▶ **Tasks to perform**
(a) Could you reproduce a portion of the PTK passage word for word, beginning at the words "In PTK, the" and stopping after "and eye drops."?
(b) How would the PTK passage carry on? Continue it from its final sentence.

▶ **Extract to read**
╔══

Phototherapeutic Keratectomy (PTK)

Phototherepeutic keratectomy or PTK is a treatment of the cornea with excimer laser beams. This treatment is sometimes performed in patients who have recurrent corneal lesions. This is called recurrent erosion.

In PTK, the epithelium is first completely removed. Then, using excimer laser beams, a very thin layer of tissue is lasered away. This makes the stromal surface, to which the epithelium is supposed to adhere, completely smooth and regular again.

Laser treatment with PTK is performed under drip anaesthesia at the University Laser Centre Leuven. PTK is not painful at all during the procedure. However, when the eye awakens, the patient is in a lot of pain.

There is a very large corneal wound, which usually closes after three days. During these three days, the patient wears a bandage lens or pressure bandage and receives appropriate pain medication and eye drops.

╚══

Records from a dataset
╔══

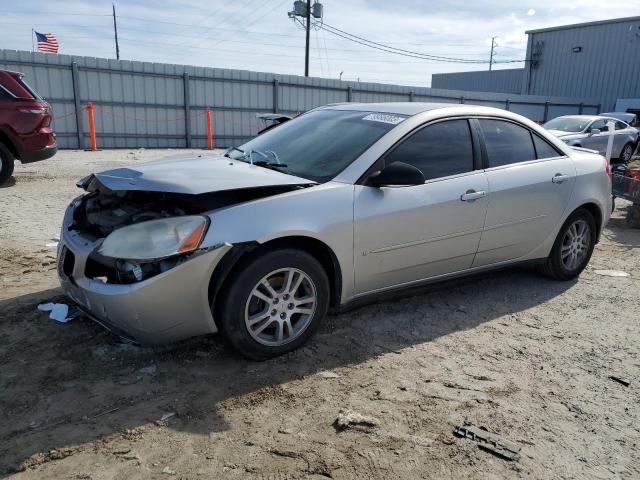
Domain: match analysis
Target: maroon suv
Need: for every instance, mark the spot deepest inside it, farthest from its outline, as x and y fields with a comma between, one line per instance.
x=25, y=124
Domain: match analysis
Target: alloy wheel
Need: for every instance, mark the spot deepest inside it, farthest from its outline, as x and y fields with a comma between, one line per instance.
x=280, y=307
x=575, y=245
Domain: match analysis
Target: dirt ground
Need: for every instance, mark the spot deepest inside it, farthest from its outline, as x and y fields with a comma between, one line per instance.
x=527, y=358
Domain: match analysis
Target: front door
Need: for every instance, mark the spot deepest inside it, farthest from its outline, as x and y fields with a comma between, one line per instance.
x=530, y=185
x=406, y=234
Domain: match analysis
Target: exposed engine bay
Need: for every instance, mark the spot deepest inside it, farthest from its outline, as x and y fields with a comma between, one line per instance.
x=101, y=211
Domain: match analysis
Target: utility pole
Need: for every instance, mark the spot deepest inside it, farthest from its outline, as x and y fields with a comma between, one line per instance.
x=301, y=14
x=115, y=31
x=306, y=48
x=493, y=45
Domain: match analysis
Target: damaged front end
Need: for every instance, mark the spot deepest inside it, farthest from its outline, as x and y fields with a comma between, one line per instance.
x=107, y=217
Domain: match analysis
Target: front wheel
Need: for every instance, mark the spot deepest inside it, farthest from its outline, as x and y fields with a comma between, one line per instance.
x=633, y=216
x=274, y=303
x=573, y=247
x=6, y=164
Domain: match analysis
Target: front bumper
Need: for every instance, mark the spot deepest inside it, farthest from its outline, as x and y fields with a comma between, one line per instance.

╚══
╔══

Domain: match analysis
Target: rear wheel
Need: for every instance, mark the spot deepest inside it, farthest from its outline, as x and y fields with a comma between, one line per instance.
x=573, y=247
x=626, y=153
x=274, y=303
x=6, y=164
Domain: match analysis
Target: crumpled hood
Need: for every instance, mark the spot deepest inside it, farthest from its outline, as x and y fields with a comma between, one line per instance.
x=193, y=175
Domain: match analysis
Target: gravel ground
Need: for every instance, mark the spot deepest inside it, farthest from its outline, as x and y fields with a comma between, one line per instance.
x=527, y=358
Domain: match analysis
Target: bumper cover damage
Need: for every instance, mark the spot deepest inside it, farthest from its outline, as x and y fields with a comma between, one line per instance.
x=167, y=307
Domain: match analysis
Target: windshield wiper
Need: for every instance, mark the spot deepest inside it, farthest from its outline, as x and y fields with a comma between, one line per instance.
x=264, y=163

╚══
╔══

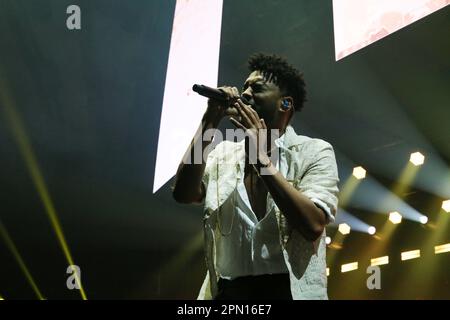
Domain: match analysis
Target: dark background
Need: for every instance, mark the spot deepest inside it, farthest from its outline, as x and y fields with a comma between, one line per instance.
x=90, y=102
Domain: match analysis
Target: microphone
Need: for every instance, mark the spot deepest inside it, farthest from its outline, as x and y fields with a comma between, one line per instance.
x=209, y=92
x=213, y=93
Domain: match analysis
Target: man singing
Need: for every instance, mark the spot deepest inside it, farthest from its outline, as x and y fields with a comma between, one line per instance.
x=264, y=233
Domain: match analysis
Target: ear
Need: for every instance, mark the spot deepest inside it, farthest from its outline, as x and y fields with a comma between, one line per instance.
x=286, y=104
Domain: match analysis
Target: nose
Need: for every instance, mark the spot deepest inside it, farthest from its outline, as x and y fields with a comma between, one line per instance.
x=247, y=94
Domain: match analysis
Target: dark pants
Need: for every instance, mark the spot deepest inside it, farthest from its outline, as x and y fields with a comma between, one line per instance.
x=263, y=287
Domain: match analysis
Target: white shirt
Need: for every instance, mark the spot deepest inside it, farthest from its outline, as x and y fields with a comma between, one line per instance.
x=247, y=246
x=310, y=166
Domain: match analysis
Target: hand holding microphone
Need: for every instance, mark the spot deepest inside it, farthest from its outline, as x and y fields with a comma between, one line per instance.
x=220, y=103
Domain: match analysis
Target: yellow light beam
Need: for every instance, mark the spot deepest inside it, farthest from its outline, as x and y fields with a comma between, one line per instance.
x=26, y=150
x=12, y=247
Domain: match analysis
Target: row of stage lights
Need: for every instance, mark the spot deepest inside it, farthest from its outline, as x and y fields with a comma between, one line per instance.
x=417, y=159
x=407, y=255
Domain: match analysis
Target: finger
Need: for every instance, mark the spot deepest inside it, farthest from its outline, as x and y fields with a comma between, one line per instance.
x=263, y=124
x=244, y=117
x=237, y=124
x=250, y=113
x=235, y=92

╚══

▶ **Response list**
(a)
In PTK, the epithelium is first completely removed. Then, using excimer laser beams, a very thin layer of tissue is lasered away. This makes the stromal surface, to which the epithelium is supposed to adhere, completely smooth and regular again.

Laser treatment with PTK is performed under drip anaesthesia at the University Laser Centre Leuven. PTK is not painful at all during the procedure. However, when the eye awakens, the patient is in a lot of pain.

There is a very large corneal wound, which usually closes after three days. During these three days, the patient wears a bandage lens or pressure bandage and receives appropriate pain medication and eye drops.

(b)
The eye is checked every day at the Winksele Eye Clinic consultation centre to ensure that the wound is healing properly and that no infection develops.

After three days, the pain is usually gone. In the following weeks, vision gradually improves.

Because PTK is a rather expensive and very painful treatment, it is only applied when eye drops and ointments, pressure bandages and bandage lenses do not provide sufficient relief. The success rate of PTK is about 90 percent.